# [TASK DESCRIPTION]
Reproduce the data below in full, changing every occurrence of "intersection tally" to "crossing count" and leaving everything else as it stands. Do not include the pictures.
--- Start of GIVEN DATA ---
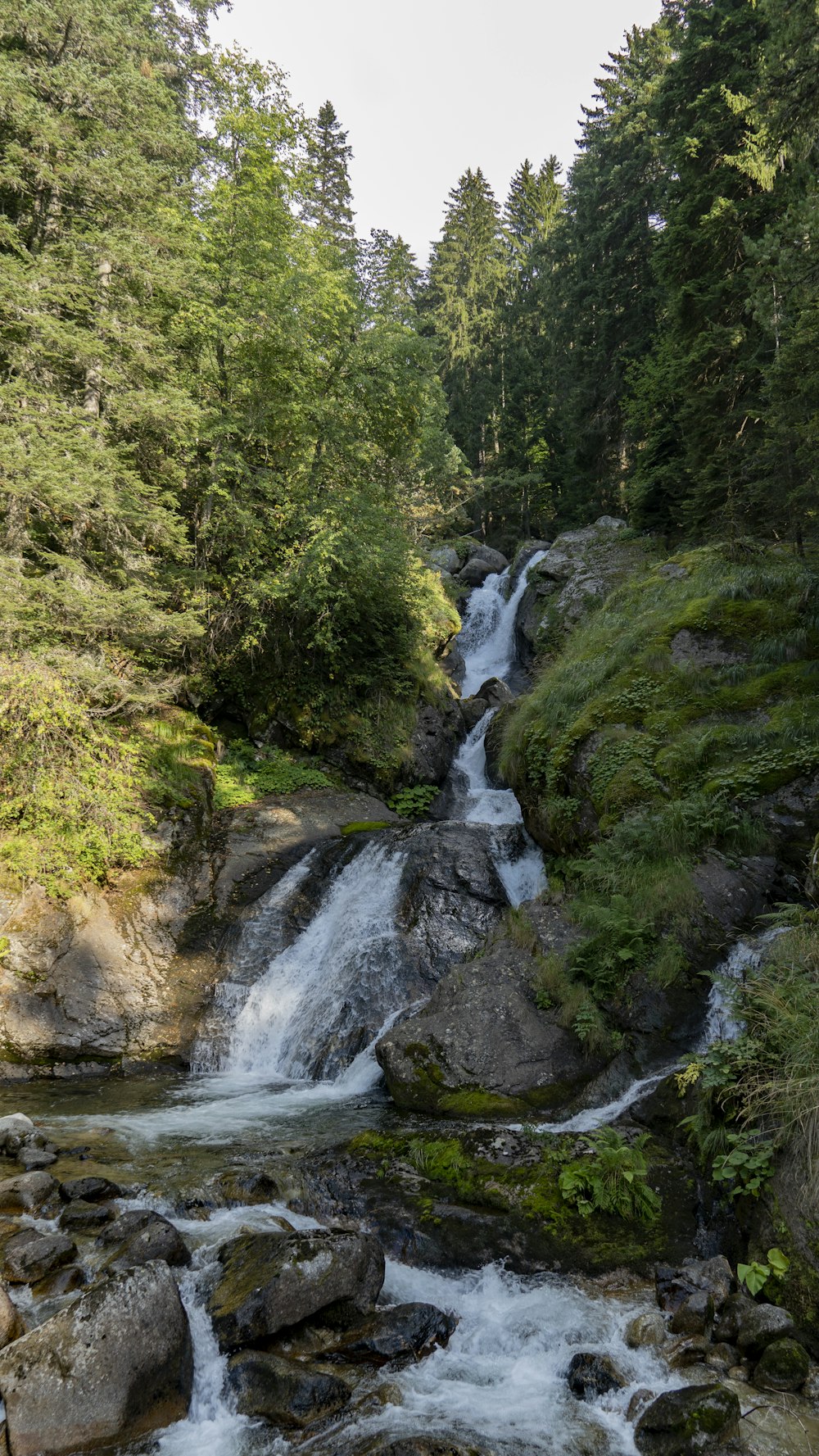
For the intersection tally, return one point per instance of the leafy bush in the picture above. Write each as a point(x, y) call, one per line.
point(611, 1178)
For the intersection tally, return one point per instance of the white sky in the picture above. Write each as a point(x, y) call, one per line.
point(431, 89)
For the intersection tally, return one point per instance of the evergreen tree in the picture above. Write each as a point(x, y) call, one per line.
point(328, 193)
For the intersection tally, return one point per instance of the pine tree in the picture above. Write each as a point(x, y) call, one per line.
point(329, 196)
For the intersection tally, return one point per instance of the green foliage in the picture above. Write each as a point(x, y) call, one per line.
point(415, 801)
point(247, 773)
point(610, 1177)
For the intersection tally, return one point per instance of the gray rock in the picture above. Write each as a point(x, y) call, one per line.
point(591, 1375)
point(482, 1044)
point(26, 1193)
point(269, 1281)
point(31, 1255)
point(495, 560)
point(112, 1368)
point(403, 1332)
point(686, 1423)
point(140, 1236)
point(91, 1190)
point(283, 1390)
point(783, 1366)
point(760, 1325)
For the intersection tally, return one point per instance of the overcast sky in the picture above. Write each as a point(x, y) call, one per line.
point(429, 89)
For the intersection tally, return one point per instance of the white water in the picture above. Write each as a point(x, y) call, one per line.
point(487, 635)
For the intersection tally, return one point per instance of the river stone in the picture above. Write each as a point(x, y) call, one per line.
point(408, 1331)
point(283, 1390)
point(11, 1319)
point(273, 1280)
point(760, 1325)
point(591, 1375)
point(31, 1255)
point(114, 1366)
point(91, 1190)
point(142, 1235)
point(26, 1193)
point(783, 1366)
point(686, 1423)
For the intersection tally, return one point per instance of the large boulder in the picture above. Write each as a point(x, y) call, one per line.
point(482, 1044)
point(269, 1281)
point(684, 1423)
point(283, 1390)
point(112, 1368)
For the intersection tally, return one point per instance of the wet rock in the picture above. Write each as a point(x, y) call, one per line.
point(408, 1331)
point(695, 1315)
point(91, 1190)
point(760, 1325)
point(283, 1390)
point(114, 1366)
point(591, 1375)
point(15, 1129)
point(140, 1236)
point(11, 1319)
point(86, 1218)
point(781, 1366)
point(31, 1255)
point(682, 1423)
point(63, 1281)
point(646, 1330)
point(269, 1281)
point(26, 1193)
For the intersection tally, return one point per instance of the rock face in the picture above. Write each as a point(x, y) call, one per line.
point(114, 1366)
point(284, 1392)
point(682, 1423)
point(269, 1281)
point(482, 1044)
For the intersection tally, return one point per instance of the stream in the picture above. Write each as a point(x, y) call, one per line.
point(283, 1068)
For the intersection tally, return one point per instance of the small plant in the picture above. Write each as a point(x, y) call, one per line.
point(755, 1274)
point(415, 801)
point(611, 1178)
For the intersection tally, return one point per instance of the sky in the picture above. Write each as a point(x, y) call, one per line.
point(429, 89)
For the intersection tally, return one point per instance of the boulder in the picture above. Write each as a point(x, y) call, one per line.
point(114, 1366)
point(591, 1375)
point(482, 1044)
point(284, 1390)
point(28, 1193)
point(91, 1190)
point(11, 1319)
point(31, 1255)
point(403, 1332)
point(273, 1280)
point(140, 1236)
point(783, 1366)
point(686, 1423)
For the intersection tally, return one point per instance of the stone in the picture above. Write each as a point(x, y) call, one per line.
point(86, 1218)
point(686, 1423)
point(695, 1315)
point(142, 1235)
point(11, 1319)
point(284, 1390)
point(26, 1193)
point(15, 1129)
point(91, 1190)
point(31, 1255)
point(760, 1325)
point(591, 1375)
point(114, 1366)
point(403, 1332)
point(273, 1280)
point(781, 1366)
point(646, 1330)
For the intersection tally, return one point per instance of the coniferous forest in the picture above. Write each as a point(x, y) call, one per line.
point(410, 759)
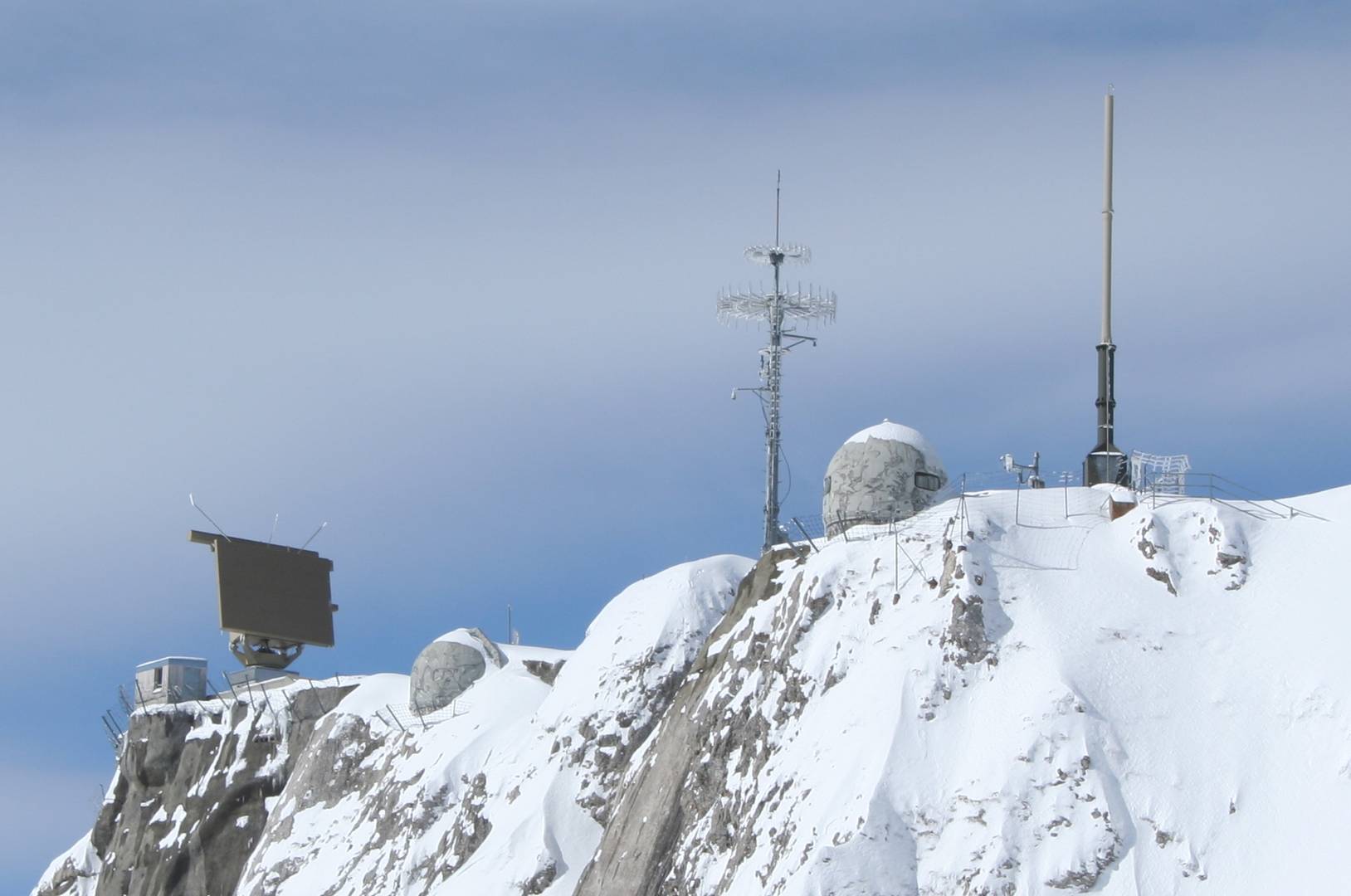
--- End of GIVEN DATA ---
# [THE RESULT]
For the crossing count, return one point per instance of the leafy bush in the picture above. Write each as a point(x, y) call, one per line.
point(611, 1178)
For the crossing count, return one point per instance of the white sky in the picture above. Write each as a point(x, y) call, one per line.
point(431, 89)
For the crossing count, return one point per instance of the evergreen tree in the picture above. Write each as a point(x, y) call, one per line.
point(328, 193)
For the crossing count, return one point per instance of the pine tree in the picture above. Write each as a point(x, y) call, one per line.
point(329, 196)
For the crossing count, return one point per instance of the green foliage in the picture above. Write each as a point(x, y) call, one per line.
point(415, 801)
point(247, 773)
point(610, 1177)
For the crossing count, return one point per instance of the gray rock in the picture above. Write each as a point(x, y) call, one per line.
point(591, 1375)
point(482, 1044)
point(26, 1193)
point(269, 1281)
point(31, 1255)
point(495, 560)
point(112, 1368)
point(403, 1332)
point(686, 1423)
point(140, 1236)
point(91, 1190)
point(283, 1390)
point(783, 1366)
point(760, 1325)
For the crossing count, return one point per instance of the overcast sky in the picture above. Write each as a point(x, y) call, one per line.
point(429, 89)
For the crossing count, return one point per instance of the white water in the picture above. Write each as a point(x, y) call, one per line.
point(487, 635)
For the crossing count, return one point per instance of the river stone in the picture above. Write each as a point(x, y) call, one per line.
point(408, 1331)
point(283, 1390)
point(11, 1319)
point(273, 1280)
point(760, 1325)
point(591, 1375)
point(31, 1255)
point(114, 1366)
point(91, 1190)
point(142, 1235)
point(26, 1193)
point(783, 1366)
point(686, 1423)
For the crossing count, return one point per instance of the large boulder in the picture above. Write each as a point(x, y) call, one per line.
point(482, 1044)
point(269, 1281)
point(684, 1423)
point(283, 1390)
point(112, 1368)
For the crossing count, return one point per instance of the wet rock in the picture above. Write each as a point(x, y) call, one per line.
point(408, 1331)
point(695, 1315)
point(91, 1190)
point(760, 1325)
point(283, 1390)
point(114, 1366)
point(591, 1375)
point(15, 1129)
point(140, 1236)
point(11, 1319)
point(86, 1218)
point(781, 1366)
point(31, 1255)
point(682, 1423)
point(63, 1281)
point(646, 1330)
point(269, 1281)
point(26, 1193)
For the crossing count, return one point per instance of the rock face in the picture above. Write each as a point(x, y) call, one per line.
point(114, 1366)
point(284, 1392)
point(682, 1423)
point(269, 1281)
point(482, 1044)
For the crossing count, return one point per instance of the stream in the picture above. Write each as a point(x, y) call, one per line.
point(283, 1068)
For the crossing count, return one point per instance of the small plant in the picture above. Write each as a point(x, y) call, one per line.
point(755, 1274)
point(415, 801)
point(611, 1178)
For the crossing count, return one point per instance of the sky in the picture above. Write each as a point(x, y) call, one per line.
point(429, 89)
For the crossing count, return one point per instance of the boulder in the picture above. Write each as a point(x, y) call, one per line.
point(114, 1366)
point(591, 1375)
point(482, 1044)
point(284, 1390)
point(28, 1193)
point(91, 1190)
point(11, 1319)
point(31, 1255)
point(403, 1332)
point(273, 1280)
point(140, 1236)
point(783, 1366)
point(686, 1423)
For the crossing count, return one point per instance of the stone in the picture above. Write each as a point(x, y) call, one per line.
point(86, 1218)
point(686, 1423)
point(695, 1315)
point(142, 1235)
point(11, 1319)
point(284, 1390)
point(26, 1193)
point(15, 1129)
point(91, 1190)
point(31, 1255)
point(760, 1325)
point(591, 1375)
point(114, 1366)
point(403, 1332)
point(273, 1280)
point(781, 1366)
point(646, 1330)
For the crossing count, return one point per instance of the coniferous forest in the picture above. Write each as a point(x, y) call, one per line.
point(410, 759)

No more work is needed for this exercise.